--- Begin ENTRIES ---
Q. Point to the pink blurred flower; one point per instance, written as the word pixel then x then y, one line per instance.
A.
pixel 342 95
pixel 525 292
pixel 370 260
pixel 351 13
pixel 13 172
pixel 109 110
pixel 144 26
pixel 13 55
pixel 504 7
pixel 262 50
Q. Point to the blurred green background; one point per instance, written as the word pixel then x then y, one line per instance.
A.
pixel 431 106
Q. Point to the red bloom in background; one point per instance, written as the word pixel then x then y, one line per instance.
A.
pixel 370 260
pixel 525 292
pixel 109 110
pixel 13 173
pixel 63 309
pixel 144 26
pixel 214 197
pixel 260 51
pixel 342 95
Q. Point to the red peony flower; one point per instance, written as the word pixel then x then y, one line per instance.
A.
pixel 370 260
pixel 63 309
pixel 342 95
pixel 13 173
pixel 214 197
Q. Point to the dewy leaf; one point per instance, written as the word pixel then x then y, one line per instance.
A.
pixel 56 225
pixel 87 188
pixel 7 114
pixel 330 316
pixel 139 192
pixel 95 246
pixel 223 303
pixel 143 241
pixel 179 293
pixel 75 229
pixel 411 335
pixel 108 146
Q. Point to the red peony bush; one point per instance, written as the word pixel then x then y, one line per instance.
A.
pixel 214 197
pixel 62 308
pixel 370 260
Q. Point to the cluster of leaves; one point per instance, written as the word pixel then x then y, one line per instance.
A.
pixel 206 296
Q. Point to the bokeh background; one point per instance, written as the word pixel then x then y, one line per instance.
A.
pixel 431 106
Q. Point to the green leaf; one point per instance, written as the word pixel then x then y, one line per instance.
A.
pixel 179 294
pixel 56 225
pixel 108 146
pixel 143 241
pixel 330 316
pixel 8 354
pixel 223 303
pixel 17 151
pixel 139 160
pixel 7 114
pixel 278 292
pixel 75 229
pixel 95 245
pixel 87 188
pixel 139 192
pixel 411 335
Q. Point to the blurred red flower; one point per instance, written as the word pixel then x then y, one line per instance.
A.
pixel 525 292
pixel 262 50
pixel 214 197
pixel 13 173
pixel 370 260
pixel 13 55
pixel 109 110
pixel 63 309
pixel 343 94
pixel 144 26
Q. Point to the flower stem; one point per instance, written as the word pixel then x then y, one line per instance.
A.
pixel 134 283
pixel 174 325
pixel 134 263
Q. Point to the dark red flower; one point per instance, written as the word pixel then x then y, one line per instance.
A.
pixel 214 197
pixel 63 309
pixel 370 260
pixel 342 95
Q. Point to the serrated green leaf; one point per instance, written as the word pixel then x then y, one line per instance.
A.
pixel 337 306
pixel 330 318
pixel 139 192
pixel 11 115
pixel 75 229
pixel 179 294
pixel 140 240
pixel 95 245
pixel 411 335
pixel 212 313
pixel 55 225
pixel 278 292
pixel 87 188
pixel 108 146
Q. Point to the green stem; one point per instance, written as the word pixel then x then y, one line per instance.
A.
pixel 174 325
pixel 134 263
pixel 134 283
--- End ENTRIES ---
SHORT PROBLEM: Write out, word for word, every line from the one containing "Q. Point to the blurred red" through the last line of the records above.

SOLUTION TO THE PROBLEM:
Q. Point to the blurred red flower; one point per instance, written as the word pixel then x then y, one line per instance.
A.
pixel 525 292
pixel 262 50
pixel 214 197
pixel 13 173
pixel 370 260
pixel 13 55
pixel 109 110
pixel 63 309
pixel 343 94
pixel 144 26
Q. Point to the flower stem; one point per instance, written as the word pixel then x then y, one line per instance.
A.
pixel 134 283
pixel 174 325
pixel 134 263
Q. Point to the dark red flower; one point per instance, written as the word pixel then x then y, one line per instance.
A.
pixel 214 197
pixel 63 309
pixel 370 260
pixel 342 95
Q. Point to the serrated green leaf; one point per instance, written as the word pixel then x then y, one line per instance.
A.
pixel 337 306
pixel 330 318
pixel 139 192
pixel 11 115
pixel 75 229
pixel 179 294
pixel 140 240
pixel 95 245
pixel 411 335
pixel 212 313
pixel 55 225
pixel 278 292
pixel 87 188
pixel 108 146
Q. Point to the green stem; one point per instance, written as the word pixel then x then y, one line per instance.
A.
pixel 174 325
pixel 134 263
pixel 134 283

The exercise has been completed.